Provide multiple names to select multiple properties.

curl -s https://api.github.com/repos/stedolan/jq |
 fromjson |
 select id, name, full_name

     id name full_name
     -- ---- ---------
5101141 jq   stedolan/jq

Specify a wildcard if needed.

curl -s https://api.github.com/repos/stedolan/jq | fromjson | select *_at

created_at            updated_at           pushed_at
----------            ----------           ---------
18/07/2012 7:57:25 PM 1/09/2021 3:49:35 AM 26/08/2021 3:56:06 PM

Use Get-Member (gm) with the MemberType parameter to list all of the available properties.

> **Given records**:
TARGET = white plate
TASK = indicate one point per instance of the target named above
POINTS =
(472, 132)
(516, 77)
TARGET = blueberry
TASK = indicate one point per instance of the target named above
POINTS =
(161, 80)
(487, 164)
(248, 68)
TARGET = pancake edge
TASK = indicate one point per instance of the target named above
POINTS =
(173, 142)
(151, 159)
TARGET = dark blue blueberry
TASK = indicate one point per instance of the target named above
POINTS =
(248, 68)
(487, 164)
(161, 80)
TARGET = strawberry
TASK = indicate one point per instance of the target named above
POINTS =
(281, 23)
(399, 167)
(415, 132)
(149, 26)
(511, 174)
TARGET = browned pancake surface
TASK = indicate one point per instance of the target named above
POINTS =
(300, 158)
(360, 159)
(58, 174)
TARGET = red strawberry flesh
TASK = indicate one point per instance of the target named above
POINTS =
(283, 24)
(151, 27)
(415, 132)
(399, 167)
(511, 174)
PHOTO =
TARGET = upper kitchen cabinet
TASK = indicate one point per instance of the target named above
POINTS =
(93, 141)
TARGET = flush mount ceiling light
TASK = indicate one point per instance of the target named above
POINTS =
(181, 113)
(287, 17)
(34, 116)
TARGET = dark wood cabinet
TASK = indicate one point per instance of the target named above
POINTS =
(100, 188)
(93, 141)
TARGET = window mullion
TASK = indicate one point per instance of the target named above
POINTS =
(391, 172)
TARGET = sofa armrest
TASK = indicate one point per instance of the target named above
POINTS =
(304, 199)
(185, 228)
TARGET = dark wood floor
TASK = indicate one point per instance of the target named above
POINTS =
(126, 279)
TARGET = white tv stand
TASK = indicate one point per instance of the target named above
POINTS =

==

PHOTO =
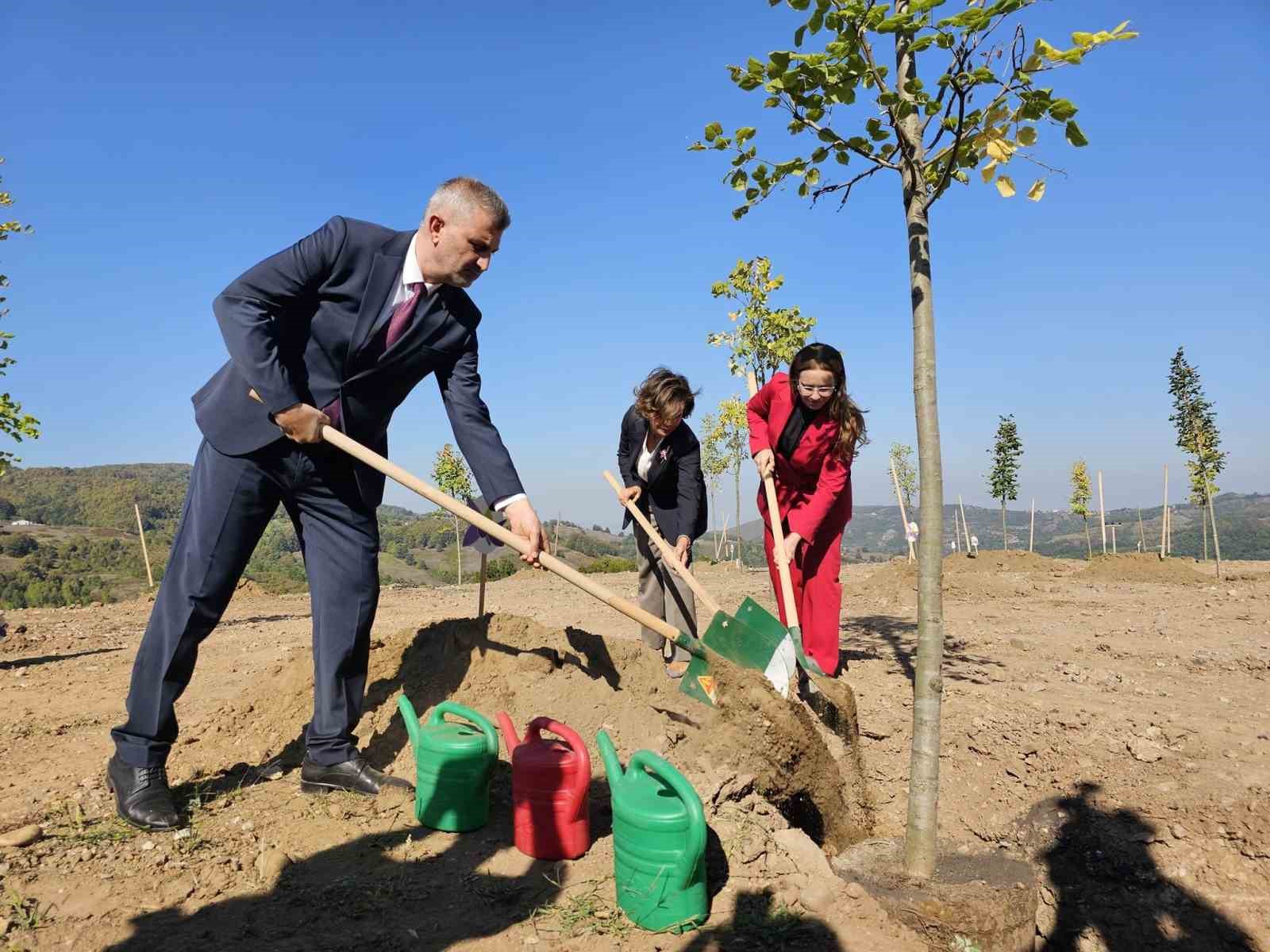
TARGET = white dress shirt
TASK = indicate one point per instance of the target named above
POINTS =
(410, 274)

> **Problems to work on**:
- A) In the excerpt on selecting properties from JSON output, which command is used with the MemberType parameter to list all available properties?
- B) Continue the excerpt on selecting properties from JSON output after its last sentence.

> **Per-task outputs**:
- A) Get-Member (gm).

- B)
curl -s https://api.github.com/repos/stedolan/jq | fromjson | gm -m NoteProperty

   TypeName: System.Management.Automation.PSCustomObject

Name           MemberType   Definition
----           ----------   ----------
allow_forking  NoteProperty bool allow_forking=True
archived       NoteProperty bool archived=False
archive_url    NoteProperty string archive_url=https://api.github.com/repos/stedolan/…
assignees_url  NoteProperty string assignees_url=https://api.github.com/repos/stedola…
blobs_url      NoteProperty string blobs_url=https://api.github.com/repos/stedolan/jq…
branches_url   NoteProperty string branches_url=https://api.github.com/repos/stedolan…
clone_url      NoteProperty string clone_url=https://github.com/stedolan/jq.git
...

Drill through properties by chaining select commands.

curl -s https://api.github.com/repos/stedolan/jq | fromjson |
 select -exp owner |
 select login

login
-----
stedolan

You can also use what PowerShell calls a 'calculated property'. The curly braces delimit an anonymous function and $_ refers to the object piped from the previous command.

curl -s https://api.github.com/repos/stedolan/jq | fromjson |
 select { $_.owner.login }

$_.owner.login
--------------
stedolan

Another approach is to access members of the fromjson output directly, rather than piping into select.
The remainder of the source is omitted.